书面要求: 把下面从含有“locate woman's shoulder”的那一行起，到含有“111,50,450,98”的那一行为止（首尾两行都包括在内）的各行逐字照抄一遍。

··· 所示信息 ···

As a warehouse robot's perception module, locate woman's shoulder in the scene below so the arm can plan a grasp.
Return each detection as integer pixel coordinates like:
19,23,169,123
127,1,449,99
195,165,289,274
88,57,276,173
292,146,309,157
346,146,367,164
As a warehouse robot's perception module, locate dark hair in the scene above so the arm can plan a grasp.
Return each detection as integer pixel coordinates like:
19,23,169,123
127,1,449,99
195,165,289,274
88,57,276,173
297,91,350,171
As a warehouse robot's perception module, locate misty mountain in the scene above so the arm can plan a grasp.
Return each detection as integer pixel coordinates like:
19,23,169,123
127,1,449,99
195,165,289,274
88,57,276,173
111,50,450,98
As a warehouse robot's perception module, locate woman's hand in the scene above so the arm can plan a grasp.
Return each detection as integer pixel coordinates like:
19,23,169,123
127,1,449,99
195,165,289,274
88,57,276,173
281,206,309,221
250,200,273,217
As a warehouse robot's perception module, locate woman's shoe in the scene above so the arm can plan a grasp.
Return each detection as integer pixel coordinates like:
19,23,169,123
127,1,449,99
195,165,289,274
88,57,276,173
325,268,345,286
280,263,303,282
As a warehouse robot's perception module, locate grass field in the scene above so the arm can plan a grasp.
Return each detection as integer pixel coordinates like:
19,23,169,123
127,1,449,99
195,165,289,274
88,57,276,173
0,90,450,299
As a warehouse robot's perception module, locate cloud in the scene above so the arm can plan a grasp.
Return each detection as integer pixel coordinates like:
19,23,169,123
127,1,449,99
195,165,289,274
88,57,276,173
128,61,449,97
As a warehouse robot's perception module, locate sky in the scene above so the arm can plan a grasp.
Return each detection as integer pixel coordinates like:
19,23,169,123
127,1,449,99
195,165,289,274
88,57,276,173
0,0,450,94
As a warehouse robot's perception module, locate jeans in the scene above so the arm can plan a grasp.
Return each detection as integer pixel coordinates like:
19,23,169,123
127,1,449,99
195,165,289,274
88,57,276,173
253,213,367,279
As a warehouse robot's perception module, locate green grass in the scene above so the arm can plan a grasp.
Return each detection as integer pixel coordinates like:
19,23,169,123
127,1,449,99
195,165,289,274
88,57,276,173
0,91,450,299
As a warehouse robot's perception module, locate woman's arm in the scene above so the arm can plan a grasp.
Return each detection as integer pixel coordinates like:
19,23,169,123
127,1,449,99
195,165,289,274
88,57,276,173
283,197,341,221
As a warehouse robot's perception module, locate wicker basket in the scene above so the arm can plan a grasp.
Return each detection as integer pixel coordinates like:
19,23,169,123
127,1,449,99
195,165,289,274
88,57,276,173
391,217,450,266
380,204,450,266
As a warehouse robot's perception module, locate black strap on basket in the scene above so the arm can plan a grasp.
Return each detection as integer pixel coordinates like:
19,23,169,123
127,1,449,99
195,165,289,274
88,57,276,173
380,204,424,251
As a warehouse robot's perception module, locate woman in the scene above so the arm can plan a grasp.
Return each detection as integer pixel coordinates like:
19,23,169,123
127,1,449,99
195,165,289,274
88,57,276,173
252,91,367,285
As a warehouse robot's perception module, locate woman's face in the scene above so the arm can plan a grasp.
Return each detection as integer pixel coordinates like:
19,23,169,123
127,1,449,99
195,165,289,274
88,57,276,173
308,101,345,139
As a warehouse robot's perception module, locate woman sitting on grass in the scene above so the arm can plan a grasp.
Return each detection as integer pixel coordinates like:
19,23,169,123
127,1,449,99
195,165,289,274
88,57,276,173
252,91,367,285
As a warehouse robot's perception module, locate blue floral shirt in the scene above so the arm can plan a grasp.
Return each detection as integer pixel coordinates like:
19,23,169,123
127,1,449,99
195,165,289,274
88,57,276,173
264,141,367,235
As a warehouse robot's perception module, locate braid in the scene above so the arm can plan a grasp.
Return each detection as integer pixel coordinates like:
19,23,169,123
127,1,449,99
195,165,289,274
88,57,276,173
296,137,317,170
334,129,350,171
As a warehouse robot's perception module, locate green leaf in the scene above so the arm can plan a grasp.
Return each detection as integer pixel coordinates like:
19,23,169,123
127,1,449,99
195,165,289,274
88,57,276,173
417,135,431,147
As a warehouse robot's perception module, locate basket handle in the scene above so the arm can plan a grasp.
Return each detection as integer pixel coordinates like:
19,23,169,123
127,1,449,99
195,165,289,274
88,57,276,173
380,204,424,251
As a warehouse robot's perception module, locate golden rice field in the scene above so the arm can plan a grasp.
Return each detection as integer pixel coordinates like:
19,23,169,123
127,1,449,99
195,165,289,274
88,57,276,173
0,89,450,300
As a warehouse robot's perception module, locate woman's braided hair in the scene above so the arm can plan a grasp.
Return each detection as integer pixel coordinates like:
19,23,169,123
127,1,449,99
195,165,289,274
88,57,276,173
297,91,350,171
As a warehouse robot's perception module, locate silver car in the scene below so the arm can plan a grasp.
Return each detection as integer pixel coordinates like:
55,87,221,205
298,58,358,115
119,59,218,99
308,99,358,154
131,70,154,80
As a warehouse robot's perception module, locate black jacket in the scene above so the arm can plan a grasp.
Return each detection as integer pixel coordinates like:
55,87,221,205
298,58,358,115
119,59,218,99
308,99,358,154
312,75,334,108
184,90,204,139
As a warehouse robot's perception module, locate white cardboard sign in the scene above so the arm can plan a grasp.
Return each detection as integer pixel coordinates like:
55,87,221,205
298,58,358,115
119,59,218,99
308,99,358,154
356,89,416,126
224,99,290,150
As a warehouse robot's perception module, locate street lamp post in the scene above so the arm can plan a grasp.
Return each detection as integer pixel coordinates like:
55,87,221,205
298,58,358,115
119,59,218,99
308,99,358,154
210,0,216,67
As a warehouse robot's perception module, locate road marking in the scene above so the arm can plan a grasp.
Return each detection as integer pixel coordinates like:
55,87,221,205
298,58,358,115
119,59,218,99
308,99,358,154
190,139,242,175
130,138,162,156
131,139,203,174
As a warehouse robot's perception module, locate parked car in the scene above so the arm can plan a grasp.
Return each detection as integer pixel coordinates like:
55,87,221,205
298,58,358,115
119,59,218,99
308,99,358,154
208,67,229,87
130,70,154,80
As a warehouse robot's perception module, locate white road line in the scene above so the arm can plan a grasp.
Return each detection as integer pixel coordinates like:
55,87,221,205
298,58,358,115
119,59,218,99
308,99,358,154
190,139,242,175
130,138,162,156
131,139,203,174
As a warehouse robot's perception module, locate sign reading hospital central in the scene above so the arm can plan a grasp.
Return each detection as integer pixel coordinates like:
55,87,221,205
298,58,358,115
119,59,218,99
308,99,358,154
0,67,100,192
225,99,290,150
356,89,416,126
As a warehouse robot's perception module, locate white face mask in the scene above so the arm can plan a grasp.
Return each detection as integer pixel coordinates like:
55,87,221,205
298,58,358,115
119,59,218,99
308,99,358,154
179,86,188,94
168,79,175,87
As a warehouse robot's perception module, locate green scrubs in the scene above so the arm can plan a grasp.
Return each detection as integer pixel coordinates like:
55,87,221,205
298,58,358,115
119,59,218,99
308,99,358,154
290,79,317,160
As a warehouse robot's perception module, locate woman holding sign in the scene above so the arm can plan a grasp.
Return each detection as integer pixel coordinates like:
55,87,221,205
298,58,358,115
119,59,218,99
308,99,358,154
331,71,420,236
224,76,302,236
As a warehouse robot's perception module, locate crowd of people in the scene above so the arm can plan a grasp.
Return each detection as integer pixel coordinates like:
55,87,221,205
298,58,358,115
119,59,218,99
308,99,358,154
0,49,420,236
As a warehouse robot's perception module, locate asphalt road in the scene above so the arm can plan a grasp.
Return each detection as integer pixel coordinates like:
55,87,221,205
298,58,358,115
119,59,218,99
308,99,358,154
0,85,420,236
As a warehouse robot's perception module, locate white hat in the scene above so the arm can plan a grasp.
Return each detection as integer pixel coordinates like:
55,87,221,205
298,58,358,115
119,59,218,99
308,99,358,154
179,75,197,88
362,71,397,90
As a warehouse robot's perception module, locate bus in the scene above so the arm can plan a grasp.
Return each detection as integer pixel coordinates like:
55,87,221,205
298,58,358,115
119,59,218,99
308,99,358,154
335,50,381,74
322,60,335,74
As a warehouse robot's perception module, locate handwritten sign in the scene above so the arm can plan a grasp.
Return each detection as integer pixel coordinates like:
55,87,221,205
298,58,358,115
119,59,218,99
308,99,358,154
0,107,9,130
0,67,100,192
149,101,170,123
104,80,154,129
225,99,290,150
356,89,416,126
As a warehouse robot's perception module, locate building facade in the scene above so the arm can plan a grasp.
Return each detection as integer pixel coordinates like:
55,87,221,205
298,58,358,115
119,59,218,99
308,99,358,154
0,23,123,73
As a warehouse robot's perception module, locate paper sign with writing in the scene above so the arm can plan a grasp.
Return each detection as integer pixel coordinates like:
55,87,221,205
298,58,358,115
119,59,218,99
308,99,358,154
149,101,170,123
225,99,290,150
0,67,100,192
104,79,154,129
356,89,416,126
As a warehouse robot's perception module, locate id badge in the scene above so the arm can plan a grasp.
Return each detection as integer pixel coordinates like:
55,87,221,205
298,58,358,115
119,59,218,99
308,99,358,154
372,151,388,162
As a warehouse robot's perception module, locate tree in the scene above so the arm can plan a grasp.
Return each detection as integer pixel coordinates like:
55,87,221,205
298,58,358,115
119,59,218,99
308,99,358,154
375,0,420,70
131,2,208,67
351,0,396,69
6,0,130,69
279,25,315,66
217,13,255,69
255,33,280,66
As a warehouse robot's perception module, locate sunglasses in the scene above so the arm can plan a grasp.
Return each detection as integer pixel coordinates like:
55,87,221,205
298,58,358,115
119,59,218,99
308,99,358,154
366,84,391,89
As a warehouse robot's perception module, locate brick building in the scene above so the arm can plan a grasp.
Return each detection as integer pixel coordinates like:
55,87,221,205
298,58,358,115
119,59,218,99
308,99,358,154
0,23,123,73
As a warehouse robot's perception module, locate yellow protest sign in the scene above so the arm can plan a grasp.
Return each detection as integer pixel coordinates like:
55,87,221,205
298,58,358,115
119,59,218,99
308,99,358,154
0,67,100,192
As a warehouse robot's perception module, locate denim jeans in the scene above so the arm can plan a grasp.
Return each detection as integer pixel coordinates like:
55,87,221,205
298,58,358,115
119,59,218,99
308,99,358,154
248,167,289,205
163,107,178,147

···
··· 所示信息 ···

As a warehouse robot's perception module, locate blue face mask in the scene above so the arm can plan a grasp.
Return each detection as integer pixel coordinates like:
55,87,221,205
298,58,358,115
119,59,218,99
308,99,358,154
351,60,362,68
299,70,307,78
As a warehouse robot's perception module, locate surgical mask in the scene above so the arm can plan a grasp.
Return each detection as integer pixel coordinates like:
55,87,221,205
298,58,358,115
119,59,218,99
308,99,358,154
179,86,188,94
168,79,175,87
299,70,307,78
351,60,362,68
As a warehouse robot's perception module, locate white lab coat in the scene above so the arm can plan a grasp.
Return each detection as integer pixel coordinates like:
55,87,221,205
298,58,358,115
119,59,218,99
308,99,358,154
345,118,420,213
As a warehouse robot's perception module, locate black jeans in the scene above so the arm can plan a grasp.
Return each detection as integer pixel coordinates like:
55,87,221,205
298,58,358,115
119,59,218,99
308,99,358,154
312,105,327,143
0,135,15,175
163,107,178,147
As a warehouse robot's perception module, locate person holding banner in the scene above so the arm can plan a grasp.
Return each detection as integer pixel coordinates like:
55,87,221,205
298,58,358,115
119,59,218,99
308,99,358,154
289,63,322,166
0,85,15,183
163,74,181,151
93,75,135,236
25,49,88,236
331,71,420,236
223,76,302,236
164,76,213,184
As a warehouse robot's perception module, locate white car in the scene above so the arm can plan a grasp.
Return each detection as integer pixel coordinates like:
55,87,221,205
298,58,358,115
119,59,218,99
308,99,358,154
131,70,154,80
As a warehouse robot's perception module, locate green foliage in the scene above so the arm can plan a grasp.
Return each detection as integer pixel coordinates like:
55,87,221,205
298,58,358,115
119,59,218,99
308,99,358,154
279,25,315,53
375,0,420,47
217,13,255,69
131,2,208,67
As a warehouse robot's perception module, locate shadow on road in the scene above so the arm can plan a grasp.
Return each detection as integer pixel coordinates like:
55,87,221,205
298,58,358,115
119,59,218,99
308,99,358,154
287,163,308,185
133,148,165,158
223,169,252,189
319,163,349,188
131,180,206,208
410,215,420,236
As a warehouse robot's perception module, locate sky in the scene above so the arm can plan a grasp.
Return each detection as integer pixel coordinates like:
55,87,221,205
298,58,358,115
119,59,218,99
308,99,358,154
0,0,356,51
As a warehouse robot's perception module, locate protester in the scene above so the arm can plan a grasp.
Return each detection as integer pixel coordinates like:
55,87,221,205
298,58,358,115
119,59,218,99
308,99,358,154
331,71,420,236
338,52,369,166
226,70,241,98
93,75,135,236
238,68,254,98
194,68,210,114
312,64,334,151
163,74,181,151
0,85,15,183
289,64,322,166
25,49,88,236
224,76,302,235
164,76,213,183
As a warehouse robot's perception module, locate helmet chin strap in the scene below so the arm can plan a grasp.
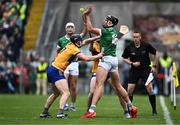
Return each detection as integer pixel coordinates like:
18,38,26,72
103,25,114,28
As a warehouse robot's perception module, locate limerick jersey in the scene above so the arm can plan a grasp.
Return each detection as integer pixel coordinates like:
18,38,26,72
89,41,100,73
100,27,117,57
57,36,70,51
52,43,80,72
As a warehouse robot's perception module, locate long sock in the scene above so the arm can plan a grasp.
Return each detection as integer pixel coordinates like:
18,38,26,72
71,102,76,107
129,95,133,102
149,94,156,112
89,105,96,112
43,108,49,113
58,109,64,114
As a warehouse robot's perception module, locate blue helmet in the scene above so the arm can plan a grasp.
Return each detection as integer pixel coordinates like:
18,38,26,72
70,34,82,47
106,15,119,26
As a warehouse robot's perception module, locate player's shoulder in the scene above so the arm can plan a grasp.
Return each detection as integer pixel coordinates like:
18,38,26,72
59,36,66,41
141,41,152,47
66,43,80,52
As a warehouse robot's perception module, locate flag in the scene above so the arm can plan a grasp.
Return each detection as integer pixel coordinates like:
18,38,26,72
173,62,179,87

···

问题解答:
As a warehouse robot's perception module, locate woman's shoulder in the scene below so the arm can plan a grasp.
Return each detection as integer pixel coordinates like:
19,23,169,123
127,1,449,99
195,165,289,274
88,57,276,173
292,146,309,157
346,146,367,164
As a warehouse robot's perception module, locate dark hair in the scene above so the arm can plan a grasp.
Return each detection as integer pixel coordinates like:
19,23,169,123
127,1,449,99
195,165,289,274
88,57,276,173
297,91,350,171
As a warehouse robot's perception module, locate misty mountain in the scene above so the arm can plan a grasp.
Return each detection as integer pixel coordinates like:
19,23,169,123
127,1,449,99
195,165,289,274
88,57,276,173
111,50,450,98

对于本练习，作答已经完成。